'''

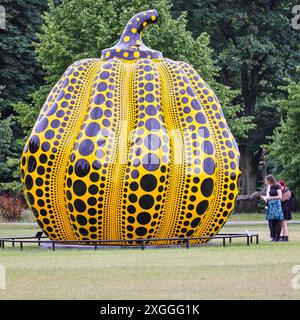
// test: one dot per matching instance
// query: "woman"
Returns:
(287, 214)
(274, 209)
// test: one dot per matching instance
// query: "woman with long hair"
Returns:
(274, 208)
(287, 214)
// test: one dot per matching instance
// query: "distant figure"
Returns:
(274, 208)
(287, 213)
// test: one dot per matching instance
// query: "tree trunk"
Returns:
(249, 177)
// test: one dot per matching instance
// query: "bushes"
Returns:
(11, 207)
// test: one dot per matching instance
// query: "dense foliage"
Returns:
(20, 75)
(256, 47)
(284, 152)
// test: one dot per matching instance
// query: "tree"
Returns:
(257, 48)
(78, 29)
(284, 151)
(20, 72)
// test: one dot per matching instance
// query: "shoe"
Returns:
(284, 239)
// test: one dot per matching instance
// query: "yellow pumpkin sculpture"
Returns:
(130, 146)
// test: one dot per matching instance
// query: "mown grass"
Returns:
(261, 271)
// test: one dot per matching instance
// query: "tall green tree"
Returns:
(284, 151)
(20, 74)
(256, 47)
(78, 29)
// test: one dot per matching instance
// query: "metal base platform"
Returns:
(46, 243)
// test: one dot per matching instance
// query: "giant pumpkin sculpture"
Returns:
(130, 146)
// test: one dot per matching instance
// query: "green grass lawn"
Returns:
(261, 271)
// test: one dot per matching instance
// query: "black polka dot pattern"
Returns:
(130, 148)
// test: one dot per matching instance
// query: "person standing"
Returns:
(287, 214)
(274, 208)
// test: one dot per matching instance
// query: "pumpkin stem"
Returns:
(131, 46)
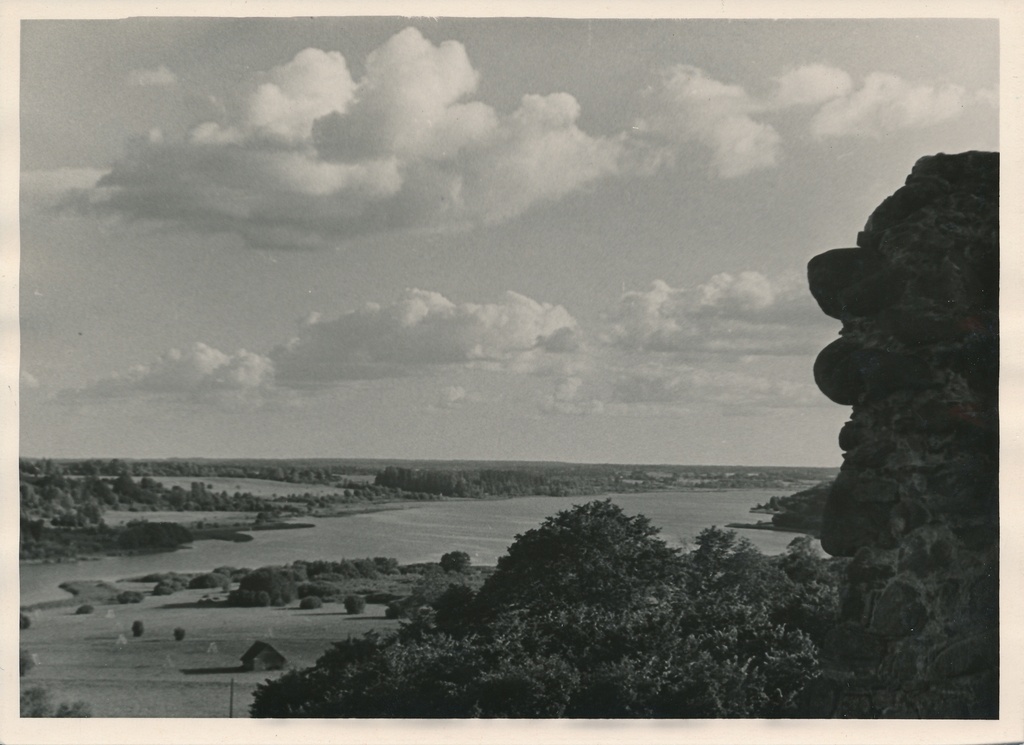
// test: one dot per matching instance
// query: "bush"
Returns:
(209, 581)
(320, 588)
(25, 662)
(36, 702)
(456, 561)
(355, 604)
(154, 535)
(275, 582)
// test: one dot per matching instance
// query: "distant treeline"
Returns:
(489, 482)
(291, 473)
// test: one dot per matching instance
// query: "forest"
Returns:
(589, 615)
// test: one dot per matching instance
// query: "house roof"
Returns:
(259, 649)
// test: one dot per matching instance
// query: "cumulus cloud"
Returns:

'''

Goal:
Transcribe all of the entries word for word, but skip any pictures they contain.

Response to the task:
// test: one dot per matching instance
// query: "woman"
Returns:
(287, 214)
(274, 209)
// test: one dot per matching instance
// query: "woman with long hair"
Returns:
(274, 208)
(287, 214)
// test: one dot per matching instance
// query: "distant figure"
Returns:
(274, 208)
(287, 213)
// test: one dot per matching instance
// query: "tree trunk"
Returns:
(249, 177)
// test: one dot per matching instance
// query: "bushes"
Returns:
(11, 207)
// test: one dot per matching instance
// query: "dense foliage"
Returns:
(20, 75)
(256, 47)
(284, 152)
// test: one dot per matching instance
// query: "tree"
Returns:
(257, 48)
(78, 29)
(284, 151)
(20, 72)
// test: one dot per matching instance
// query: "shoe"
Returns:
(284, 239)
// test: one dot per matching instance
// query: "yellow pumpkin sculpture"
Returns:
(130, 146)
// test: one dot per matching instance
// query: "mown grass"
Returns:
(261, 271)
// test: one dot per matching instance
// query: "tall green tree"
Returns:
(284, 151)
(20, 74)
(256, 47)
(78, 29)
// test: one dot per matching instance
// query: "metal base platform"
Returns:
(46, 243)
// test: one dot per matching instance
// query: "giant pumpkin sculpture"
Returns:
(130, 146)
// test: one dot per matching instance
// query: "green grass lawn"
Returns:
(261, 271)
// test: one dot per matching instance
// query: "black polka dot pattern"
Returns:
(130, 148)
// test: one dot per matching instance
// query: "person standing"
Returns:
(287, 214)
(274, 208)
// test: one dot per matching instance
// query: "pumpkin stem"
Returns:
(131, 46)
// test: one dot per matching instance
// query: "bush"
Returns:
(209, 581)
(320, 588)
(25, 662)
(36, 702)
(456, 561)
(355, 604)
(154, 535)
(275, 582)
// test: one dot per matching instance
// query: "distant treeline"
Returns:
(489, 482)
(291, 473)
// test: one dot per matching instance
// query: "forest"
Returns:
(589, 615)
// test: one dot per matching instance
// query: "house roof"
Returns:
(259, 649)
// test: one dot per matching instance
// query: "cumulus cloud"
Returns:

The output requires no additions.